## Related questions with answers

A two-stage compression refrigeration system operates with refrigerant-134a between the pressure limits of 1.4 and 0.10 MPa. The refrigerant leaves the condenser as a saturated liquid and is throttled to a flash chamber operating at 0.4 MPa. The refrigerant leaving the low-pressure compressor at 0.4 MPa is also routed to the flash chamber. The vapor in the flash chamber is then compressed to the condenser pressure by the high-pressure compressor, and the liquid is throttled to the evaporator pressure. Assuming the refrigerant leaves the evaporator as saturated vapor and both compressors are isentropic, determine (a) the fraction of the refrigerant that evaporates as it is throttled to the flash chamber, (b) the rate of heat removed from the refrigerated space for a mass flow rate of 0.25 kg/s through the condenser, and (c) the coefficient of performance.

[Excerpts of labeled region data]
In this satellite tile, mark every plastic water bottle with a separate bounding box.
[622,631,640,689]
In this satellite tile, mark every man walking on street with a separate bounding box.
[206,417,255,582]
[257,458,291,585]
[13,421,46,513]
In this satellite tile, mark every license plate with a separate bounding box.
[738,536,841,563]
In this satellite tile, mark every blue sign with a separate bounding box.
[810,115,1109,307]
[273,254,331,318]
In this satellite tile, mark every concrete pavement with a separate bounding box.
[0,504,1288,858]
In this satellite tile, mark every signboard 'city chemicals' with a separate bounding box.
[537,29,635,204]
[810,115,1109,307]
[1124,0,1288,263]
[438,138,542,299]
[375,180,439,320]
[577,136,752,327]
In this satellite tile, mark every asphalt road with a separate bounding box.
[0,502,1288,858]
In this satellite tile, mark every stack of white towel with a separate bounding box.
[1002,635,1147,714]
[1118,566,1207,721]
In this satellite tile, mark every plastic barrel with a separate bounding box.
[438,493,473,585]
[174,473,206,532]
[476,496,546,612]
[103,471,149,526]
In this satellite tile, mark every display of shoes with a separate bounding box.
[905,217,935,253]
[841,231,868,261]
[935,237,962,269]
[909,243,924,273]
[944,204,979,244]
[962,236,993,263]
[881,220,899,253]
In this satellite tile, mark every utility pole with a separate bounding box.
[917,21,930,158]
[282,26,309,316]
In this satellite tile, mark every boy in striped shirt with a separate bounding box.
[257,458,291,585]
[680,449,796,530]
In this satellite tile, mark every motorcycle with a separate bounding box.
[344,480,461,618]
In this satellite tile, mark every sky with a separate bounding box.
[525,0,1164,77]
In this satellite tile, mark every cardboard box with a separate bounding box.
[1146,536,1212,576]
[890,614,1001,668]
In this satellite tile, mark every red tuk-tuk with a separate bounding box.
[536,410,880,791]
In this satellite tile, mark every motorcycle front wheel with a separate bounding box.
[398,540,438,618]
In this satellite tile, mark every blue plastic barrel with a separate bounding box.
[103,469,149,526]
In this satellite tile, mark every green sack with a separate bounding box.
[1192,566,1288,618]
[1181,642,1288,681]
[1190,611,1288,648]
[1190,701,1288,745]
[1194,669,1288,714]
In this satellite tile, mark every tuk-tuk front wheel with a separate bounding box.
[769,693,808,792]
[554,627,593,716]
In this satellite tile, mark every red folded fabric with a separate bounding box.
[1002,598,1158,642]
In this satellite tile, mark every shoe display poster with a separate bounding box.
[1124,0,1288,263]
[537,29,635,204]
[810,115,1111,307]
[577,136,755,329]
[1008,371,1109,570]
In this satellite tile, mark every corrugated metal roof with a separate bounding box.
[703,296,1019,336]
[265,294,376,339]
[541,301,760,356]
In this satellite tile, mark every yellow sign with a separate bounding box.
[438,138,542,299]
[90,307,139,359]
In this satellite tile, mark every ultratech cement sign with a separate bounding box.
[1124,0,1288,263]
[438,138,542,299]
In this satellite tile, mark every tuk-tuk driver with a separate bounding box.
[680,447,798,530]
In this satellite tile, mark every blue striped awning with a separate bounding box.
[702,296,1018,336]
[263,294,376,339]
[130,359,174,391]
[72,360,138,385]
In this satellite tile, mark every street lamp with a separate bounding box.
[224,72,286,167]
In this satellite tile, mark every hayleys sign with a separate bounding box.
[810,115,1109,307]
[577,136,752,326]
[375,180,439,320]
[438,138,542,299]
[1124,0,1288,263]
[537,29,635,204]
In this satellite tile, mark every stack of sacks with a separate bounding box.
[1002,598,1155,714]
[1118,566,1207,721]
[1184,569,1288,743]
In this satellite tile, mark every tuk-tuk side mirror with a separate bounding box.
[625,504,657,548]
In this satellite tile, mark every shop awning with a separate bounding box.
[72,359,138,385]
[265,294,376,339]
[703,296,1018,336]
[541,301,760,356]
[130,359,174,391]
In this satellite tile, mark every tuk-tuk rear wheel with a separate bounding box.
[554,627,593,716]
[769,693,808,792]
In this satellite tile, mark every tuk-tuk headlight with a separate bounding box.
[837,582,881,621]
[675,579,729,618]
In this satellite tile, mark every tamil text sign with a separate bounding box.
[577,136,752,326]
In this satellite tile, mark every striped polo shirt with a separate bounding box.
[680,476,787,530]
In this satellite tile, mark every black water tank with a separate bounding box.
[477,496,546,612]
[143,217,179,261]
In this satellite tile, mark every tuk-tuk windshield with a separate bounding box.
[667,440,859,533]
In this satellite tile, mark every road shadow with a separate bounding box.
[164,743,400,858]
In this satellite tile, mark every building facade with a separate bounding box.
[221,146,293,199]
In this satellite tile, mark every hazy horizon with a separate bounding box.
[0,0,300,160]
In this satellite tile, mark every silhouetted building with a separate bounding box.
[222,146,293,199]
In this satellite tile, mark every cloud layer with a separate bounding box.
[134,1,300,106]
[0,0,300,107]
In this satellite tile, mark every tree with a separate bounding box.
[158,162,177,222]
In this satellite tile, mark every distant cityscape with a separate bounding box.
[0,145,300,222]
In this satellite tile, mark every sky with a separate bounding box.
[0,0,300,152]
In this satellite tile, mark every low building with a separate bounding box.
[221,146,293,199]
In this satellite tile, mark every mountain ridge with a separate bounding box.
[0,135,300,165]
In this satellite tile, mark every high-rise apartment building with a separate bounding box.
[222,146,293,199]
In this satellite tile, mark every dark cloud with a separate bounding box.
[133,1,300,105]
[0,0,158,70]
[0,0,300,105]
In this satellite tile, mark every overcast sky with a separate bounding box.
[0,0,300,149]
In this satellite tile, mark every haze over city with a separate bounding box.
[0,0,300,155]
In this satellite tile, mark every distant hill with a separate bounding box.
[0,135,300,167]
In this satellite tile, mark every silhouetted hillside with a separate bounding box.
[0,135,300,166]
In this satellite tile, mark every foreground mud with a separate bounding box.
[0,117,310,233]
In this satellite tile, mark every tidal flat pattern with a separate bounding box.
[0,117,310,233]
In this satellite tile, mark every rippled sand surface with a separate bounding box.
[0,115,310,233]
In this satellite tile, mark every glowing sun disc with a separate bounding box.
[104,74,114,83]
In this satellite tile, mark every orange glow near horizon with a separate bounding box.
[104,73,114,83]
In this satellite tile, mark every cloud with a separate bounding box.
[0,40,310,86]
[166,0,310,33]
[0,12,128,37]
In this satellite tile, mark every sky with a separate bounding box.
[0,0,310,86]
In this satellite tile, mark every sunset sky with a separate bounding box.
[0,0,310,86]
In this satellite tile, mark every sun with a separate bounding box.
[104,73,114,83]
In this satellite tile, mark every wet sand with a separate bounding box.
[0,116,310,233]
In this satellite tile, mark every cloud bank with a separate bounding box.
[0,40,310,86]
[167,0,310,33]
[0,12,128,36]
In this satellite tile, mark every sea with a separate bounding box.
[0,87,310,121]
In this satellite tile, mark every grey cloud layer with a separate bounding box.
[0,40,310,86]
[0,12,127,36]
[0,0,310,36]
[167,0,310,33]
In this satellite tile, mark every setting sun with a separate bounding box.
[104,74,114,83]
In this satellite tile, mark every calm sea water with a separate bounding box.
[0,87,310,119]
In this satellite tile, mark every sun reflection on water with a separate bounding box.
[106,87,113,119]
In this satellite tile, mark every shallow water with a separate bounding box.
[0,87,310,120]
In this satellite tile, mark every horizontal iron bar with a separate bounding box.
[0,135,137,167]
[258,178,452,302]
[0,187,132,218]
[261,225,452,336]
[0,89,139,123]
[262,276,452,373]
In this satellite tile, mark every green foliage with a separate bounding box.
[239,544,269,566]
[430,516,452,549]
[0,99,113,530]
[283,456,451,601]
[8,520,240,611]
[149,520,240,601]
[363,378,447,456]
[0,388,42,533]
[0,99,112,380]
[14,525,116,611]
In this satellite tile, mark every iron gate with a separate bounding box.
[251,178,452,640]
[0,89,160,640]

● Problems to work on
(1) In the refrigeration problem, at what pressure does the flash chamber operate?
(2) In the refrigeration problem, take the passage starting with "## Related questions" and going on through "coefficient of performance.", and switch "flash chamber" to "separation tank" wherever it appears.
Rely on the text alone.

● Responses by task
(1) 0.4 MPa

(2)
## Related questions with answers

A two-stage compression refrigeration system operates with refrigerant-134a between the pressure limits of 1.4 and 0.10 MPa. The refrigerant leaves the condenser as a saturated liquid and is throttled to a separation tank operating at 0.4 MPa. The refrigerant leaving the low-pressure compressor at 0.4 MPa is also routed to the separation tank. The vapor in the separation tank is then compressed to the condenser pressure by the high-pressure compressor, and the liquid is throttled to the evaporator pressure. Assuming the refrigerant leaves the evaporator as saturated vapor and both compressors are isentropic, determine (a) the fraction of the refrigerant that evaporates as it is throttled to the separation tank, (b) the rate of heat removed from the refrigerated space for a mass flow rate of 0.25 kg/s through the condenser, and (c) the coefficient of performance.